**Extract provided:**

China’s Plan to Keep Sand from Swallowing the World - fern12
http://www.motherjones.com/environment/2017/08/china-plants-billions-of-trees-in-the-desert/
======
peterburkimsher
I remember learning The Man Who Planted Trees (L'homme qui plantait des
arbres) [1] in French class in primary school.

Even though many of the trees aren't surviving, I'm cautiously optimistic
about the Green Great Wall project. I think that trees breaking the wind can
stop more air pollution than grass. They will use more water, but when the
wind is blocked, the humidity can stay local, so even rotting dead trees can
fertilise the next generation of plants.

There's some skepticism about corruption and incompetence of government
planning, which is probably true. But has the American government put so much
effort and money into an environmental project?

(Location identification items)

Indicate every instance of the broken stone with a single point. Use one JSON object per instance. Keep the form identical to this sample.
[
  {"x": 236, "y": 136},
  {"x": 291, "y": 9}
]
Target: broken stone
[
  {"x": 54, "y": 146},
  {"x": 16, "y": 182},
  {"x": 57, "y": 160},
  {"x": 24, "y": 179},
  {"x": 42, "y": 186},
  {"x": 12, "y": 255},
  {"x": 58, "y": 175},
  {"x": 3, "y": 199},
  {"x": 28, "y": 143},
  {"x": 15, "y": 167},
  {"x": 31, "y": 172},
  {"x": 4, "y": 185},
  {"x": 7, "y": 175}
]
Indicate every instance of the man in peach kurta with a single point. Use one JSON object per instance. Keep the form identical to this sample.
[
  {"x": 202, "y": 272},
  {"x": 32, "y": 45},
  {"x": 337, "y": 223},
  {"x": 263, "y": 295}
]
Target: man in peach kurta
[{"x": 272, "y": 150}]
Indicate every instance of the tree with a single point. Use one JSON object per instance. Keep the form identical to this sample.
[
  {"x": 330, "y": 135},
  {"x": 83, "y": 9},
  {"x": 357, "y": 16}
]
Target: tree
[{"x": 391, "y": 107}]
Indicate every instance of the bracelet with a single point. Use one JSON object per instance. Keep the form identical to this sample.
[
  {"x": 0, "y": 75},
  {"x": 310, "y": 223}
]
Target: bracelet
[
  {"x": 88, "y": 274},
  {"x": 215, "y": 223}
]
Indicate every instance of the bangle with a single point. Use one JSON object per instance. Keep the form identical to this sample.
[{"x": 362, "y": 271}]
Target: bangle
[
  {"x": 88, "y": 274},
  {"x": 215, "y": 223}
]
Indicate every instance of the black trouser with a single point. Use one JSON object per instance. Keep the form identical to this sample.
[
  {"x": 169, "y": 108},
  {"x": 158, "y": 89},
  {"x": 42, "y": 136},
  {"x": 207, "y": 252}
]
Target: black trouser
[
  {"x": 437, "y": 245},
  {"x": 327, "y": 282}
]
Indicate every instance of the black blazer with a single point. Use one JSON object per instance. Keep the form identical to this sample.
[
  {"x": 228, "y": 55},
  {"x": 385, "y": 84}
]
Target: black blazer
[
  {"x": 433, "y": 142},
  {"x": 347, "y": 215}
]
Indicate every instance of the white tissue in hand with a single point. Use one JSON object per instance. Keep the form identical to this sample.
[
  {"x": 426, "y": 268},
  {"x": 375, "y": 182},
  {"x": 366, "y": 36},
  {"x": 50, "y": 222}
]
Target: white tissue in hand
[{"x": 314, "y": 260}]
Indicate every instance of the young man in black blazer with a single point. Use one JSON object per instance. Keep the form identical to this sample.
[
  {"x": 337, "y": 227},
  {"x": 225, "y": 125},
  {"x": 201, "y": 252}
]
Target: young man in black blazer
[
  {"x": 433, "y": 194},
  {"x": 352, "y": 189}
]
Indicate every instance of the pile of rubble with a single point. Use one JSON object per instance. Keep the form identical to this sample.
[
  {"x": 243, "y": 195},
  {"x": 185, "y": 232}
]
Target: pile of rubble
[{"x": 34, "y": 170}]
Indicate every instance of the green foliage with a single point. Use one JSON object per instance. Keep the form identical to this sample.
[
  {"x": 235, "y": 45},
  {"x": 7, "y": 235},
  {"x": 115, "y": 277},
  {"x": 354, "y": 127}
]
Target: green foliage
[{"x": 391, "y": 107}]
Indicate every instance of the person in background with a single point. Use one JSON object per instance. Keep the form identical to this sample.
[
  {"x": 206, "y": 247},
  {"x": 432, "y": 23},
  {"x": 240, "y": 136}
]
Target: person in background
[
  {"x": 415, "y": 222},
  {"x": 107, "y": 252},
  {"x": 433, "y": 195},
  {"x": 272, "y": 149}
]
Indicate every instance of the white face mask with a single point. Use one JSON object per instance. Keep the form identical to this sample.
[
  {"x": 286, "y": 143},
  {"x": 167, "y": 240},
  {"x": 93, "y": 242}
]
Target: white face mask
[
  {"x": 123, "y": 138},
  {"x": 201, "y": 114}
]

**Problems:**
1 – Recast the entries as a numbered list, starting at the line that contains "Indicate every instance of the white face" and running through the last line of the entries. Leave out any blank lines.
2 – Pick up the thread about China's desert tree planting where it stops and keep it going.
The entries have nothing to do with the thread about China's desert tree planting.

**Results for the exercise:**
1 –
1. Indicate every instance of the white face mask with a single point. Use one JSON object per instance. Keep the form identical to this sample.
2. [
3.   {"x": 286, "y": 143},
4.   {"x": 167, "y": 240},
5.   {"x": 93, "y": 242}
6. ]
7. Target: white face mask
8. [
9.   {"x": 123, "y": 138},
10.   {"x": 201, "y": 114}
11. ]

2 –
[1]
[https://en.wikipedia.org/wiki/The_Man_Who_Planted_Trees](https://en.wikipedia.org/wiki/The_Man_Who_Planted_Trees)

------
infinity0
86% or 60% dying is really not a big deal if the remaining surviving 14% or
40% are, in absolute numerical terms, greater than the amount it takes to
transform the desert.

The article unfortunately doesn't talk about what we think the latter is.

edit: explain the down vote. you think planting trees to die is immoral, or
something?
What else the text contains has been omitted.